EXCERPT:
◆ ◆ ◆

The following year came around and it was time for Kindergarten. That year, there were no tears, except my own. I did the obligatory, “push my child out of the car, because how dare you take more than 1 millisecond to say, I love you, have a nice day baby!…you are ruining our groove” parent drop off line. At some point, it just became routine and we were operating like a well oiled machine. “Bye, love you, hurry!” was what I would often say as he raced to get out of the car. Pick ups were not much better. I dropped off a somewhat happy child in the morning, only to be met with the grumpiest, most selfish, uncaring, unsympathetic child when picking him up in the afternoon. Halfway through the school year, homeschooling popped up on my radar. Up until that point, I hadn’t ever seriously considered it. I just wasn’t the homeschooling type. At least I didn’t think I was. It stayed on my heart for a long time, but I just kept ignoring it, knowing that it was something I couldn’t do.
It wasn’t until I had to start making decisions about Savannah’s schooling for the following year, that it really began to weigh heavy on my heart. My Savannah. She has an incredible heart and a most infectious spirit. She is also that child that drives you all kinds of crazy. She is emotional, but she is headstrong. She has cried, every single day of her life since exiting my womb. She has a hard time focusing. She doesn’t listen well. She hears you, but she has better plans. I knew if I sent her out there to school, she would be returned to me, defeated. She would not survive sitting in a classroom all day long. As much as I did not relish the thought of homeschooling my kids, I knew I had to do it.

◆ ◆ ◆

DATA LISTING:

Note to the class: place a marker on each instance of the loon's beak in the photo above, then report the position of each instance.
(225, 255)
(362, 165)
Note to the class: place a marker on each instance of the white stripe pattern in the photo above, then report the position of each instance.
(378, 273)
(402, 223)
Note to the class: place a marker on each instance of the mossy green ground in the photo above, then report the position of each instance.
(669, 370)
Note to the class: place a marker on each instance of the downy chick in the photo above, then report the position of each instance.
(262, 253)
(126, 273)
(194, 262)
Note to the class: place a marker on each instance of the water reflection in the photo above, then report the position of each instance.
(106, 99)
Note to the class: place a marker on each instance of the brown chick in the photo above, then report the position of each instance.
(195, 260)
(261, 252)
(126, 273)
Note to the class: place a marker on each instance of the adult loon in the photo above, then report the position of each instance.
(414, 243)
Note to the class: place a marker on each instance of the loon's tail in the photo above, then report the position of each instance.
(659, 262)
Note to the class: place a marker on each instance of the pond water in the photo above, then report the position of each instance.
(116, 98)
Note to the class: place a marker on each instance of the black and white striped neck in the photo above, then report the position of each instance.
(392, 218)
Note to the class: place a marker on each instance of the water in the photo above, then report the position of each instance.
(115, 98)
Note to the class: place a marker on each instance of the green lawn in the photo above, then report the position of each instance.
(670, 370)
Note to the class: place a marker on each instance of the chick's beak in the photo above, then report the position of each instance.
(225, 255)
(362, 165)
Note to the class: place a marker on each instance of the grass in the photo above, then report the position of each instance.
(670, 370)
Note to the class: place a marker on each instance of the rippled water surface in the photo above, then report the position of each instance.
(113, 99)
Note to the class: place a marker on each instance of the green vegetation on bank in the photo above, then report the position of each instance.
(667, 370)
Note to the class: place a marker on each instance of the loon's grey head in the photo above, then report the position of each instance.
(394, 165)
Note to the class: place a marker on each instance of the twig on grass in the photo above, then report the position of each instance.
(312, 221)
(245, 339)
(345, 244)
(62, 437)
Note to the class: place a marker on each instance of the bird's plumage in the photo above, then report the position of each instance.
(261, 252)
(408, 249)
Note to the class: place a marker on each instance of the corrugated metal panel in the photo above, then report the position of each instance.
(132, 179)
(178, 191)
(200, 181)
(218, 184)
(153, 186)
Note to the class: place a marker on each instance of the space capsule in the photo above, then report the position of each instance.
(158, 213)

◆ ◆ ◆

WHAT TO DO:
1 - Answer these questions using the homeschooling excerpt.
(a) What did the writer often say as the child raced to get out of the car?
(b) At what point in the school year did homeschooling come onto the writer's radar?
(c) How often has Savannah cried, according to the excerpt?
2 - Repeat the homeschooling excerpt word for word from "It wasn’t until" to "had to do it.".
3 - Carry on writing the homeschooling excerpt, starting after its final sentence.

EXPECTED OUTPUTS:
1 -
(a) "Bye, love you, hurry!"
(b) Halfway through the school year.
(c) Every single day of her life.

2 -
It wasn’t until I had to start making decisions about Savannah’s schooling for the following year, that it really began to weigh heavy on my heart. My Savannah. She has an incredible heart and a most infectious spirit. She is also that child that drives you all kinds of crazy. She is emotional, but she is headstrong. She has cried, every single day of her life since exiting my womb. She has a hard time focusing. She doesn’t listen well. She hears you, but she has better plans. I knew if I sent her out there to school, she would be returned to me, defeated. She would not survive sitting in a classroom all day long. As much as I did not relish the thought of homeschooling my kids, I knew I had to do it.

3 -
I feel incredibly blessed that I am able and willing to stay home with my kids. Yes, they bring out some awful parts of me some days. I am human. I am not a Super Mom, nor would I want to be. I am not a patient person. Really, I’m not. Sometimes, when I’m teaching math to Jacks and he’s just not getting it, I want to face plant myself full speed into a brick wall. Then I remember, he doesn’t have to get it. We aren’t on any required timeline. There are no grades. This isn’t a race to higher achievements. We do things at our own pace. If he needs more time with something, then so be it. There is no labeling in our school. Homeschooling is not always easy, but it is always rewarding. We get to choose when and where we want to do school. There are no confines. Today, we did a nature study. They climbed trees, collected sticks, watched and identified birds. They were free, just to be kids, but they were learning too. I get to spend their entire “school day” with them. While I agree that’s not always fun, it is time I will always cherish and never, not for one second, regret spending with them. If you are ever considering homeschooling as an option, but don’t think you can do it, think of me. I thought the same thing and I am doing it!